**Exercise input:**
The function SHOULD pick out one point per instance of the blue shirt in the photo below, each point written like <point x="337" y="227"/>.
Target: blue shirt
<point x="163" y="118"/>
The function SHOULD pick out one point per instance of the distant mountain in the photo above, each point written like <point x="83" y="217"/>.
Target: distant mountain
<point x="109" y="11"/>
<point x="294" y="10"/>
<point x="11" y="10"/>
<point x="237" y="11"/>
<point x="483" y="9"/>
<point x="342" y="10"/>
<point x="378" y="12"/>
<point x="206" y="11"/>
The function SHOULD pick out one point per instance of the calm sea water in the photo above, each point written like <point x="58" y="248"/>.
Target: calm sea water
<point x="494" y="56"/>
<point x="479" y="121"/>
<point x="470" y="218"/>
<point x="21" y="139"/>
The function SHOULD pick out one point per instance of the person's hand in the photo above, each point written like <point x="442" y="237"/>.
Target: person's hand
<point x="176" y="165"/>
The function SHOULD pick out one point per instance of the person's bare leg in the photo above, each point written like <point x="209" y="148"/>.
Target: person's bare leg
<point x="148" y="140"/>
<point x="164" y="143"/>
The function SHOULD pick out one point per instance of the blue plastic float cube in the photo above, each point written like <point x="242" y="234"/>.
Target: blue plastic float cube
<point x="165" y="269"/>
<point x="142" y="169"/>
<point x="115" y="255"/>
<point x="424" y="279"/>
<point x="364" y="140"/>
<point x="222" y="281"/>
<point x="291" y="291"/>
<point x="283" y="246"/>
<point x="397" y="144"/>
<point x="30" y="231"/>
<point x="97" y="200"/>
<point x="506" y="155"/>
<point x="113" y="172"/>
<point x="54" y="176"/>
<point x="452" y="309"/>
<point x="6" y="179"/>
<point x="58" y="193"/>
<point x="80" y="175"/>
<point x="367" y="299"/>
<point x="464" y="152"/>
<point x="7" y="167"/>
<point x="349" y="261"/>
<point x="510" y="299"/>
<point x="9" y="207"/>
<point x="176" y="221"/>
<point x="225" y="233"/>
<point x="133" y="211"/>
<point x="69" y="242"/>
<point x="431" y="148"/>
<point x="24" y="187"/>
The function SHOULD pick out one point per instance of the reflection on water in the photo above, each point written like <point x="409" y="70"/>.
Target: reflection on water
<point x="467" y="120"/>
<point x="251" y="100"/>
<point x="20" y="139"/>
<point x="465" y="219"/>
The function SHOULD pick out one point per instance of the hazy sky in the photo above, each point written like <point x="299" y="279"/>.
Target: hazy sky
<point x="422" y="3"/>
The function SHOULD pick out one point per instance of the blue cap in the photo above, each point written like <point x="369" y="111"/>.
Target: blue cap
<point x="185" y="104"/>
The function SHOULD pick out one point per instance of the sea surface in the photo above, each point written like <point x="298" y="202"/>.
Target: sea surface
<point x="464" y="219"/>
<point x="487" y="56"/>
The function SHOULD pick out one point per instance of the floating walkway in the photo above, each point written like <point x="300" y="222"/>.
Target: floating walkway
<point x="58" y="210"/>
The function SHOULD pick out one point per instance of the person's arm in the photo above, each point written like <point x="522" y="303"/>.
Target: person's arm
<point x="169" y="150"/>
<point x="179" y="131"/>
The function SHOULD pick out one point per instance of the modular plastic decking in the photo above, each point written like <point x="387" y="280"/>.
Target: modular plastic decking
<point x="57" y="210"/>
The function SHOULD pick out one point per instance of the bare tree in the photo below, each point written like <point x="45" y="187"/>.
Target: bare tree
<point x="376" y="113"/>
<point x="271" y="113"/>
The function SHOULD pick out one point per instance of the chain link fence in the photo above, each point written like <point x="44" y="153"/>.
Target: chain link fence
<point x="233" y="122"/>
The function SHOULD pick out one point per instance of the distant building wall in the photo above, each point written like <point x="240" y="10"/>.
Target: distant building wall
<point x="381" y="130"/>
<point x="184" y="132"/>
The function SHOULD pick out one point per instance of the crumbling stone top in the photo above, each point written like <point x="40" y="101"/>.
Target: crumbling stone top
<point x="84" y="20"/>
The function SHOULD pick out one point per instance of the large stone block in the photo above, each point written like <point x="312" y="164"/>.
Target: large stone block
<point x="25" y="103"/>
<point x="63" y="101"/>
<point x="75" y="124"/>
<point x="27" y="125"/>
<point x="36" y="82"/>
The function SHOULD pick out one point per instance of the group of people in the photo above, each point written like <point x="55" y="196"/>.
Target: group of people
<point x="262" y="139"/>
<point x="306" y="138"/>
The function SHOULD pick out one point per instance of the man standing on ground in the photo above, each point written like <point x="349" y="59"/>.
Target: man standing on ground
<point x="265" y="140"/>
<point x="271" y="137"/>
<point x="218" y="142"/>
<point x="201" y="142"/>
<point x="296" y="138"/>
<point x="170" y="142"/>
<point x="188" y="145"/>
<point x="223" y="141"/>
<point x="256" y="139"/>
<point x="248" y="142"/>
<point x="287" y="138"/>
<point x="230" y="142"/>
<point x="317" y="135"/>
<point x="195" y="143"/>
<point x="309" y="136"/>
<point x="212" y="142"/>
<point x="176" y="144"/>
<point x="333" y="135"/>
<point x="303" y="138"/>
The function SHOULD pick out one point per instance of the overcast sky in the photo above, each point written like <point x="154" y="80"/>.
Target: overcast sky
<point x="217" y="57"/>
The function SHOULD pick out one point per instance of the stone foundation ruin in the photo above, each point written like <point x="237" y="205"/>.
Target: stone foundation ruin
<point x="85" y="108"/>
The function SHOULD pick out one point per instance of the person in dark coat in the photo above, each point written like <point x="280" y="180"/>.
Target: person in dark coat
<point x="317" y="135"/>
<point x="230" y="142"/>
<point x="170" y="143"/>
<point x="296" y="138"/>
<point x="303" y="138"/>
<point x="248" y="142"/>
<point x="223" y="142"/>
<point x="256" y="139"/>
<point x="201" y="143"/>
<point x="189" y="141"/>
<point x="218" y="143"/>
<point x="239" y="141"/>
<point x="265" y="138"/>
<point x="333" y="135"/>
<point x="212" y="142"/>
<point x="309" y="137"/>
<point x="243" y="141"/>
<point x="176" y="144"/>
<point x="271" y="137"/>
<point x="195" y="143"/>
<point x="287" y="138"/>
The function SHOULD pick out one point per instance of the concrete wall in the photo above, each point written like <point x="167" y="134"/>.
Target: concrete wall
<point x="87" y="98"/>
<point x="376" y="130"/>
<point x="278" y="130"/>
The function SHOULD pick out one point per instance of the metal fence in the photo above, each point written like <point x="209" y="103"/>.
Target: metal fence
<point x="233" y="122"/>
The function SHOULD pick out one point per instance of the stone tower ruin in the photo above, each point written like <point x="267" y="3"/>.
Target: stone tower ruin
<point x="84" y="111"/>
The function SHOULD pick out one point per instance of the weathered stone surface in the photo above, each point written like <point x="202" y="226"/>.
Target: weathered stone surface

**Problem requirements:**
Echo the data above line for line, changing nothing.

**Output for this task:**
The function SHOULD pick out one point per instance of the blue shirt in the photo below, each point written like <point x="337" y="227"/>.
Target: blue shirt
<point x="163" y="118"/>
The function SHOULD pick out one point per instance of the distant mountain in the photo above, each point written like <point x="83" y="217"/>.
Target: distant mountain
<point x="109" y="11"/>
<point x="294" y="10"/>
<point x="11" y="10"/>
<point x="237" y="11"/>
<point x="483" y="9"/>
<point x="342" y="10"/>
<point x="378" y="12"/>
<point x="206" y="11"/>
The function SHOULD pick out one point per instance of the calm sea water in the photo above, each point written like <point x="58" y="248"/>.
Target: calm sea water
<point x="494" y="56"/>
<point x="479" y="121"/>
<point x="470" y="218"/>
<point x="21" y="139"/>
The function SHOULD pick out one point per instance of the person's hand in the photo above, each point written like <point x="442" y="237"/>.
Target: person's hand
<point x="176" y="165"/>
The function SHOULD pick out one point per instance of the person's bare leg in the photo above, each point written like <point x="209" y="148"/>.
Target: person's bare leg
<point x="148" y="140"/>
<point x="164" y="143"/>
The function SHOULD pick out one point per instance of the blue plastic float cube in the photo above, each point written like <point x="242" y="234"/>.
Target: blue plastic float cube
<point x="165" y="269"/>
<point x="142" y="169"/>
<point x="115" y="255"/>
<point x="424" y="279"/>
<point x="364" y="140"/>
<point x="222" y="281"/>
<point x="291" y="291"/>
<point x="283" y="246"/>
<point x="397" y="144"/>
<point x="30" y="231"/>
<point x="97" y="200"/>
<point x="506" y="155"/>
<point x="113" y="172"/>
<point x="54" y="176"/>
<point x="452" y="309"/>
<point x="6" y="179"/>
<point x="58" y="193"/>
<point x="80" y="175"/>
<point x="367" y="299"/>
<point x="464" y="152"/>
<point x="7" y="167"/>
<point x="349" y="261"/>
<point x="510" y="299"/>
<point x="9" y="207"/>
<point x="176" y="221"/>
<point x="225" y="233"/>
<point x="133" y="211"/>
<point x="69" y="242"/>
<point x="431" y="148"/>
<point x="24" y="187"/>
The function SHOULD pick out one point per instance of the reflection on water in the photo above, each point written like <point x="409" y="70"/>.
Target: reflection on water
<point x="467" y="120"/>
<point x="251" y="100"/>
<point x="20" y="139"/>
<point x="465" y="219"/>
The function SHOULD pick out one point per instance of the hazy sky in the photo above, each point written like <point x="299" y="279"/>.
Target: hazy sky
<point x="422" y="3"/>
The function SHOULD pick out one point per instance of the blue cap in the photo above, each point written like <point x="369" y="111"/>.
Target: blue cap
<point x="185" y="104"/>
The function SHOULD pick out one point per instance of the sea surface in the photo above, each point written like <point x="298" y="202"/>.
Target: sea surface
<point x="464" y="219"/>
<point x="487" y="56"/>
The function SHOULD pick out one point per instance of the floating walkway in the photo above, each point written like <point x="300" y="222"/>.
Target: floating walkway
<point x="58" y="210"/>
The function SHOULD pick out one point per instance of the person's arm in the photo above, each point written like <point x="522" y="303"/>.
Target: person's arm
<point x="169" y="150"/>
<point x="179" y="131"/>
The function SHOULD pick out one point per instance of the modular plastic decking in the photo above, each point written like <point x="387" y="280"/>.
Target: modular plastic decking
<point x="57" y="210"/>
The function SHOULD pick out one point per instance of the bare tree in the photo below, each point written like <point x="45" y="187"/>.
Target: bare tree
<point x="376" y="113"/>
<point x="271" y="113"/>
The function SHOULD pick out one point per instance of the chain link fence in the photo above, each point written like <point x="44" y="153"/>.
Target: chain link fence
<point x="233" y="122"/>
The function SHOULD pick out one point per instance of the distant building wall in the photo above, each point written like <point x="240" y="10"/>.
Target: distant building wall
<point x="381" y="130"/>
<point x="184" y="132"/>
The function SHOULD pick out one point per instance of the crumbling stone top in the photo above, each point written like <point x="40" y="101"/>.
Target: crumbling stone top
<point x="84" y="20"/>
The function SHOULD pick out one point per instance of the large stone block in the photo above, each point written like <point x="312" y="164"/>.
Target: large stone block
<point x="25" y="103"/>
<point x="63" y="101"/>
<point x="75" y="124"/>
<point x="27" y="125"/>
<point x="36" y="82"/>
The function SHOULD pick out one point per instance of the group of people in the photo above, each point written like <point x="55" y="196"/>.
Target: group of people
<point x="262" y="139"/>
<point x="306" y="138"/>
The function SHOULD pick out one point per instance of the man standing on ground in the photo above, each point written like <point x="349" y="59"/>.
Target: man standing on ground
<point x="265" y="140"/>
<point x="271" y="137"/>
<point x="218" y="142"/>
<point x="201" y="142"/>
<point x="296" y="138"/>
<point x="170" y="142"/>
<point x="188" y="145"/>
<point x="223" y="141"/>
<point x="256" y="139"/>
<point x="248" y="142"/>
<point x="287" y="138"/>
<point x="230" y="142"/>
<point x="317" y="135"/>
<point x="195" y="143"/>
<point x="309" y="136"/>
<point x="212" y="142"/>
<point x="176" y="144"/>
<point x="333" y="135"/>
<point x="303" y="138"/>
The function SHOULD pick out one point per instance of the overcast sky in the photo above, each point written like <point x="154" y="80"/>.
Target: overcast sky
<point x="217" y="57"/>
The function SHOULD pick out one point per instance of the stone foundation ruin in the photo above, each point written like <point x="237" y="205"/>.
Target: stone foundation ruin
<point x="85" y="108"/>
The function SHOULD pick out one point per instance of the person in dark coat in the photo above, each point written like <point x="280" y="180"/>.
Target: person in dark coat
<point x="317" y="135"/>
<point x="230" y="142"/>
<point x="170" y="143"/>
<point x="296" y="138"/>
<point x="303" y="138"/>
<point x="248" y="142"/>
<point x="223" y="142"/>
<point x="256" y="139"/>
<point x="201" y="143"/>
<point x="189" y="141"/>
<point x="218" y="143"/>
<point x="239" y="141"/>
<point x="265" y="138"/>
<point x="333" y="135"/>
<point x="212" y="142"/>
<point x="309" y="137"/>
<point x="243" y="141"/>
<point x="176" y="144"/>
<point x="271" y="137"/>
<point x="195" y="143"/>
<point x="287" y="138"/>
The function SHOULD pick out one point per instance of the concrete wall in the photo above, each point written like <point x="167" y="134"/>.
Target: concrete wall
<point x="87" y="98"/>
<point x="376" y="130"/>
<point x="278" y="130"/>
The function SHOULD pick out one point per instance of the metal fence in the photo above, each point written like <point x="209" y="103"/>.
Target: metal fence
<point x="233" y="122"/>
The function SHOULD pick out one point per instance of the stone tower ruin in the photo above, each point written like <point x="267" y="3"/>.
Target: stone tower ruin
<point x="84" y="111"/>
The function SHOULD pick out one point per instance of the weathered stone surface in the photo above, each point written like <point x="202" y="226"/>.
Target: weathered stone surface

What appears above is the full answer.